*Task goal*. Starting with the line that contains "panel. Tag each instance with a single point." and going on through the end of the items, write those lines out again with "podium" changed to "lectern" and everything else left as it is. Leave the pictures out of your answer.
++++
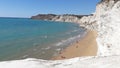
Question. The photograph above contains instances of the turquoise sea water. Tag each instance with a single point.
(26, 38)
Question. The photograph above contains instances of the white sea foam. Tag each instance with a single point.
(88, 62)
(107, 17)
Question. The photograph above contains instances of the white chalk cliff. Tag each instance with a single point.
(106, 20)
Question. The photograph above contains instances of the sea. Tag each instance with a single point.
(22, 38)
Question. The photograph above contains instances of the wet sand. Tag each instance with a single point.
(87, 46)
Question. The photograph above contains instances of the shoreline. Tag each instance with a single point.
(86, 46)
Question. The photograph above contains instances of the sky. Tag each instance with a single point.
(28, 8)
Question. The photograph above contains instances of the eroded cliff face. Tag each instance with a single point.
(107, 22)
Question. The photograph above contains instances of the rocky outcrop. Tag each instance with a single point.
(105, 20)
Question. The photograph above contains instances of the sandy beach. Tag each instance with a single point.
(87, 46)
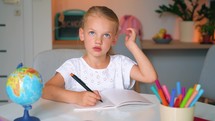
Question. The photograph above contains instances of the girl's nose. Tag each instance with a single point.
(98, 40)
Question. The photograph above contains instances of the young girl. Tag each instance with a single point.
(98, 68)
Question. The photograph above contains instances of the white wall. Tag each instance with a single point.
(142, 9)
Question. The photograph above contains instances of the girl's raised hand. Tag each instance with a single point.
(130, 36)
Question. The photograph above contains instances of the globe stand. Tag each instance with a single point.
(26, 116)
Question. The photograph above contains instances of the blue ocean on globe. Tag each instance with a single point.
(24, 86)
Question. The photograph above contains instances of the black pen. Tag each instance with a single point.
(82, 83)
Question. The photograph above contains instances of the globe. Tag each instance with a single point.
(24, 87)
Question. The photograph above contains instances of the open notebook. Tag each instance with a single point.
(116, 98)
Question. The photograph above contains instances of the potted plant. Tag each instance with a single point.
(189, 11)
(207, 31)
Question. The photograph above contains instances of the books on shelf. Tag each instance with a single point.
(116, 98)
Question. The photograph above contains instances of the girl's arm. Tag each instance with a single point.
(144, 70)
(54, 90)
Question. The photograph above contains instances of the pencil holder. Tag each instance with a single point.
(176, 114)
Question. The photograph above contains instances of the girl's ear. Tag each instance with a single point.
(81, 34)
(115, 40)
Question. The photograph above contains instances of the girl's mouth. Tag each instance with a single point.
(97, 49)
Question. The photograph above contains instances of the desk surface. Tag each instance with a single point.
(54, 111)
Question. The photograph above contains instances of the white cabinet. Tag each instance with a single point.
(11, 42)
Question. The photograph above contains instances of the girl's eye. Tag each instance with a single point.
(107, 35)
(91, 33)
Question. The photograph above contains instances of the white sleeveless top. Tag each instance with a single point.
(116, 75)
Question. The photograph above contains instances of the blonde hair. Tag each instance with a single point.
(105, 12)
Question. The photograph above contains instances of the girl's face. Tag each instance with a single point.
(98, 34)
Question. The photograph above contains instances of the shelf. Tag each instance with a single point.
(75, 44)
(151, 45)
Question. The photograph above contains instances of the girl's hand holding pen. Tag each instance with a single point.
(87, 98)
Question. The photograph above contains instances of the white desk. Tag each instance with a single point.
(54, 111)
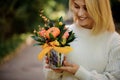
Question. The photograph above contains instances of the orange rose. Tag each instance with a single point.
(65, 35)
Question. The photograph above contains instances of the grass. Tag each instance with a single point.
(9, 46)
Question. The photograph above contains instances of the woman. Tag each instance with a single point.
(96, 50)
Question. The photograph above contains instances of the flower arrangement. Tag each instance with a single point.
(54, 37)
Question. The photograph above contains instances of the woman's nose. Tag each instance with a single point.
(81, 13)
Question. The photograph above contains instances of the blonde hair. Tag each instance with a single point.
(100, 11)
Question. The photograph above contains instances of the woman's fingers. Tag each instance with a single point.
(67, 64)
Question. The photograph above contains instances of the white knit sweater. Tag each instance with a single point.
(98, 56)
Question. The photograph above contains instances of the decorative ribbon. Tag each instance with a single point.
(53, 45)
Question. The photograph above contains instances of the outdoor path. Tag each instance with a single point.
(24, 66)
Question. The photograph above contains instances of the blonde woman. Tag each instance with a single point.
(96, 50)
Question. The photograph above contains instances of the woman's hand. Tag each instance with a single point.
(71, 68)
(47, 62)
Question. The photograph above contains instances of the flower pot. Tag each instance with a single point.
(55, 59)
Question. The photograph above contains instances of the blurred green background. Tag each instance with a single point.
(18, 18)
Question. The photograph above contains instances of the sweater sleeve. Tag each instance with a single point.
(50, 74)
(112, 71)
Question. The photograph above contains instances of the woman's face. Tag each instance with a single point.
(80, 12)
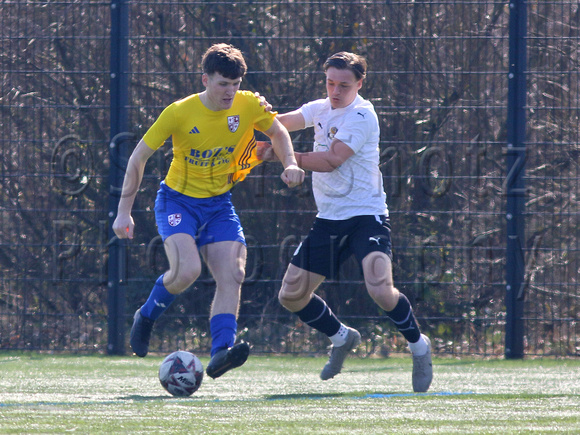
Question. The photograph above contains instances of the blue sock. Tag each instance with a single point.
(223, 328)
(159, 300)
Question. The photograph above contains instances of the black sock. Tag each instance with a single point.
(317, 315)
(403, 317)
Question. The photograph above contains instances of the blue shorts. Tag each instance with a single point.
(207, 220)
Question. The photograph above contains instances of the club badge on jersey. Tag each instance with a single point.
(233, 123)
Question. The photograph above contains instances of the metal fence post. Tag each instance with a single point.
(119, 125)
(514, 183)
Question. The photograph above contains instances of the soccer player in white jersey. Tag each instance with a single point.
(352, 217)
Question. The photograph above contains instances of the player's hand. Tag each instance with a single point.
(267, 106)
(124, 226)
(265, 152)
(293, 176)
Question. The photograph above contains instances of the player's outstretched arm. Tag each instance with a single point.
(327, 161)
(123, 226)
(282, 146)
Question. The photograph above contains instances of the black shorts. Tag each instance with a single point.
(329, 243)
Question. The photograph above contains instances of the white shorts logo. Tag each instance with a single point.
(174, 219)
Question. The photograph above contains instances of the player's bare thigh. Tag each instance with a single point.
(184, 262)
(378, 274)
(226, 262)
(297, 287)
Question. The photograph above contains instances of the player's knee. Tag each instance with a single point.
(178, 281)
(291, 296)
(238, 274)
(377, 270)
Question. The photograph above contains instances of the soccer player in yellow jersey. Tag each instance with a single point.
(213, 148)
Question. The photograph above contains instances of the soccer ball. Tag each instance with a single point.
(181, 373)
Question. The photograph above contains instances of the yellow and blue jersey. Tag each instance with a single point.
(211, 150)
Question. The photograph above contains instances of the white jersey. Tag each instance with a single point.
(355, 188)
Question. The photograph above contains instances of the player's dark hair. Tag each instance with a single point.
(224, 59)
(345, 60)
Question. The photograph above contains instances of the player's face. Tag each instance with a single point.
(341, 87)
(220, 91)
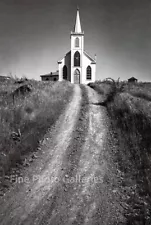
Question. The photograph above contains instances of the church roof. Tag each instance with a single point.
(77, 27)
(87, 55)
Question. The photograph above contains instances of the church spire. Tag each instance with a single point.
(77, 27)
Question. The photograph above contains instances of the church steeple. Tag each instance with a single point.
(77, 27)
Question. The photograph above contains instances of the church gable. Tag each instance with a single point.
(89, 57)
(77, 66)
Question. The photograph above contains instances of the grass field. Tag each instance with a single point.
(25, 117)
(129, 108)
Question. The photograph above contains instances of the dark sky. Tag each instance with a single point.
(35, 34)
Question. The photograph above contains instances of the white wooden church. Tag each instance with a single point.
(77, 66)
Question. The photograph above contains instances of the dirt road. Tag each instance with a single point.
(73, 180)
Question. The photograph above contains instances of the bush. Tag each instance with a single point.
(25, 119)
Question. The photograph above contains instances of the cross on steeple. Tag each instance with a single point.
(77, 27)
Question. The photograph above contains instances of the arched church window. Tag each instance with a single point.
(76, 76)
(89, 73)
(77, 42)
(77, 59)
(65, 72)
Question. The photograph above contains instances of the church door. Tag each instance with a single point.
(77, 77)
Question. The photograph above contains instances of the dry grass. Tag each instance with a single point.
(25, 118)
(129, 108)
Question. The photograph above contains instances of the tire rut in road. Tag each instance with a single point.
(56, 210)
(22, 208)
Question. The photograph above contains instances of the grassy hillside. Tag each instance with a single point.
(26, 114)
(129, 108)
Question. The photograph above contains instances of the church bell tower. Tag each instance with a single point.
(77, 48)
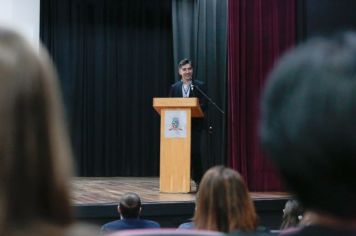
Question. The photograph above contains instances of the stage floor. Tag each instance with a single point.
(95, 200)
(107, 190)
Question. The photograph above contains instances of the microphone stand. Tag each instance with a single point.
(208, 98)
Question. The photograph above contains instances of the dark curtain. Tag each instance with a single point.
(259, 31)
(200, 33)
(113, 57)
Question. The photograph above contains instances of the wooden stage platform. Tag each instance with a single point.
(95, 200)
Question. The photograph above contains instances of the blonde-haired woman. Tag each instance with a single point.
(223, 202)
(35, 163)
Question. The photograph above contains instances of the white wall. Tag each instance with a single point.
(23, 16)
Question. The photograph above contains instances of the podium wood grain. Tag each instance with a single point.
(175, 158)
(175, 152)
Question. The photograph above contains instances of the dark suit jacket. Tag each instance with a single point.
(176, 91)
(128, 224)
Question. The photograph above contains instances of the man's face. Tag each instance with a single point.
(186, 72)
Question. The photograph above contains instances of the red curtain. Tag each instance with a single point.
(259, 31)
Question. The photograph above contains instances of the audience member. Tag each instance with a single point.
(129, 210)
(308, 129)
(292, 214)
(35, 163)
(223, 202)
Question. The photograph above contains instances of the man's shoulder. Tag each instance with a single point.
(198, 82)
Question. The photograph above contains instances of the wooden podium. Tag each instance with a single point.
(176, 114)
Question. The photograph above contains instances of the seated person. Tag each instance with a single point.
(308, 129)
(223, 202)
(129, 209)
(35, 155)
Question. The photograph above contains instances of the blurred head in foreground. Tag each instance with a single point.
(224, 203)
(308, 125)
(34, 151)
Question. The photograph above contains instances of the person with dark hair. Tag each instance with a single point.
(292, 214)
(223, 202)
(187, 87)
(35, 155)
(308, 129)
(129, 209)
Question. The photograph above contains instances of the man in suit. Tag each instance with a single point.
(129, 209)
(187, 87)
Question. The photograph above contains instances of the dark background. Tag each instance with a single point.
(113, 57)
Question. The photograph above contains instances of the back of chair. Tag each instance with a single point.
(166, 232)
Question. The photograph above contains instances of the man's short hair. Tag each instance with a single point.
(184, 62)
(130, 205)
(308, 125)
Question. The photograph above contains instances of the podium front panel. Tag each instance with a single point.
(175, 150)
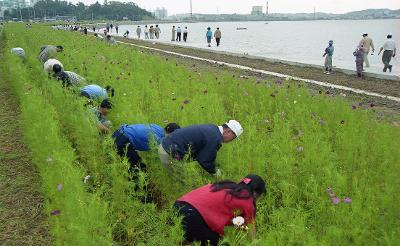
++++
*Result of this task*.
Question. The photograph above contains instances of the lectern front panel. Tag each instance with a single point.
(175, 150)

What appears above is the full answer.